ケロの与太

「全力で与太話」
読んだら忘れてください(” ̄▽ ̄)ゞ  

帰省中 その3~半世紀生きたその先の夜

2016年08月07日 | ゆめゆめ笑うなゆく道だ(義母と施設と)




夕方五時、茶屋町近くカラオケ二次会が終わり
ミナミからキタへと大阪見物していた娘と合流し、
大混雑の新大阪駅土産売り場で大量の買い物を済ませ
新幹線に無事乗れました



娘の待つ新大阪へと急ぎながら
「大阪にはいつまでいるの?」
「お盆嫁ミッション頑張ってね」と、隣りを歩く友人にエールを送って
泉の広場からJR大阪駅へ
夏のレジャーに繰り出す人々に押し流されるようにやってくると
その流れのまま「また来年ね」と手を振ってそれぞれの改札口へ別れていった旧友との四時間は
文字通りのあっという間

久しぶりの再会の勢いから盛り上がった会食
そのままのテンションでのカラオケ
慌ただしいお別れを経て

帰りの新幹線はたいていいつもそうなのですが
人心地ついた座席から見える
電光掲示板、
東京の天気予報が無音で予告するリアルの日常
窓越しに光る羽雲が短い夢の残像のように
なんとも感傷的に映ります。

....

— 課題 —
**a)** 次の(i)〜(iii)が上の帰省についての文章と合っているかを、はい・いいえで答え、判断の根拠となる文章中の語句をそのまま引用しなさい。(i) 旧友と過ごした時間は四時間だった。(ii) 帰りの新幹線には乗り遅れた。(iii) 新幹線の電光掲示板には大阪の天気予報が表示されていた。
**b)** 下の記録のすべての行を、一字も変えずに出力しなさい。ただし画像は含めないこと。

— 資料 —
....

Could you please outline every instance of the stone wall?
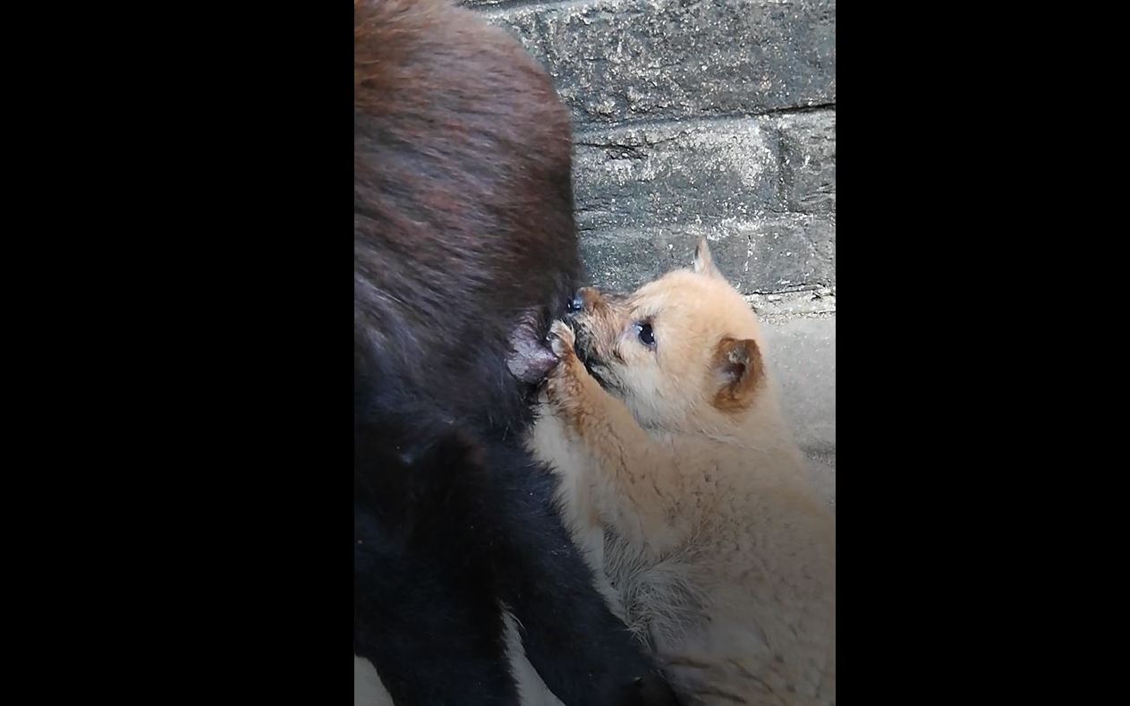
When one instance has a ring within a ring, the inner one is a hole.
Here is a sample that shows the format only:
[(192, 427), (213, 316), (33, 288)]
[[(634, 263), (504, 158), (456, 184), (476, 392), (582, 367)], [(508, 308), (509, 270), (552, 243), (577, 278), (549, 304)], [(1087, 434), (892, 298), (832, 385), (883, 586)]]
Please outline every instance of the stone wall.
[(835, 0), (463, 0), (554, 77), (574, 121), (589, 274), (720, 269), (767, 323), (814, 459), (835, 461)]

....

— 解答 —
**a)**
(i) はい。「旧友との四時間は」
(ii) いいえ。「新幹線に無事乗れました」
(iii) いいえ。「東京の天気予報が無音で予告するリアルの日常」

**b)**
Could you please outline every instance of the stone wall?
When one instance has a ring within a ring, the inner one is a hole.
Here is a sample that shows the format only:
[(192, 427), (213, 316), (33, 288)]
[[(634, 263), (504, 158), (456, 184), (476, 392), (582, 367)], [(508, 308), (509, 270), (552, 243), (577, 278), (549, 304)], [(1087, 434), (892, 298), (832, 385), (883, 586)]]
Please outline every instance of the stone wall.
[(835, 0), (463, 0), (554, 77), (574, 121), (589, 274), (720, 269), (767, 323), (814, 459), (835, 461)]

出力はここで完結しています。